** start **

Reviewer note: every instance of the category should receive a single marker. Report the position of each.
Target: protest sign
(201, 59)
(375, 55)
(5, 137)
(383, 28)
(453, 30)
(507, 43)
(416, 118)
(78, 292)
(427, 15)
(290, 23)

** end **
** start **

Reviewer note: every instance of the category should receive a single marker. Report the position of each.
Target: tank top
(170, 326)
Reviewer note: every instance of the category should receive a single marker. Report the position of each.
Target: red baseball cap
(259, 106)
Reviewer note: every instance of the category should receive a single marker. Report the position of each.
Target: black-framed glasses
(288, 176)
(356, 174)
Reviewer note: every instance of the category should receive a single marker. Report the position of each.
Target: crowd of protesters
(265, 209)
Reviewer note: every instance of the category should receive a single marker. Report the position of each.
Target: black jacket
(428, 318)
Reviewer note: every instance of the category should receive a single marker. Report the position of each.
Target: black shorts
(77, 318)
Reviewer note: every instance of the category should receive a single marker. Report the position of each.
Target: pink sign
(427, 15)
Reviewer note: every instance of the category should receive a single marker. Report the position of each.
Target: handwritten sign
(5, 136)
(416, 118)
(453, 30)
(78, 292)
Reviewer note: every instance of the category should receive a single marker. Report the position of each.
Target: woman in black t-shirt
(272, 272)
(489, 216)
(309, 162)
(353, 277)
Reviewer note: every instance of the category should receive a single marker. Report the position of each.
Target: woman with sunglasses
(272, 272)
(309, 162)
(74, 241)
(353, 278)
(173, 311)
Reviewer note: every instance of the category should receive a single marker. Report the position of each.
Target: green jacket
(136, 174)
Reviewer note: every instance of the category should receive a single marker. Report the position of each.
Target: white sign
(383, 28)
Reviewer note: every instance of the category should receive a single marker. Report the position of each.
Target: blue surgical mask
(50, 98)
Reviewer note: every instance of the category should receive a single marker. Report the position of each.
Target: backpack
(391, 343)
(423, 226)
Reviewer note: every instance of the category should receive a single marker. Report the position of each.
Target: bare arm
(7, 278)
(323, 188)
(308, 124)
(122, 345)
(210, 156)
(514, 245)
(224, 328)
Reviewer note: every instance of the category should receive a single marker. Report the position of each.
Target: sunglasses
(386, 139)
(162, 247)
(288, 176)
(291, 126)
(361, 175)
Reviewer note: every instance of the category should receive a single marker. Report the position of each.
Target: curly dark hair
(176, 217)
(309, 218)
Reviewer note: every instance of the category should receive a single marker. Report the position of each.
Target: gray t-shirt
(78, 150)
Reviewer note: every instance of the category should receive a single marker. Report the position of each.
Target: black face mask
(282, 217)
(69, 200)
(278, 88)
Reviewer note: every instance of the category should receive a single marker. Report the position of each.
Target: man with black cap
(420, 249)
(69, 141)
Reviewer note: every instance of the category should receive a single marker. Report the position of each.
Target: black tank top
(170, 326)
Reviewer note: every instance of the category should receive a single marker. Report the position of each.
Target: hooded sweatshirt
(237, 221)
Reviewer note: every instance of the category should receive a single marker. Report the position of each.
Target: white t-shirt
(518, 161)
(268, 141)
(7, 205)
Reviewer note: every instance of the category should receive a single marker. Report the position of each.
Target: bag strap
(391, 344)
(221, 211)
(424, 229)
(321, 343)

** end **

Task to complete:
Gather every line in the material above that contains the word "sunglasses" and copy each one out unchanged.

In response:
Target: woman with sunglasses
Target: sunglasses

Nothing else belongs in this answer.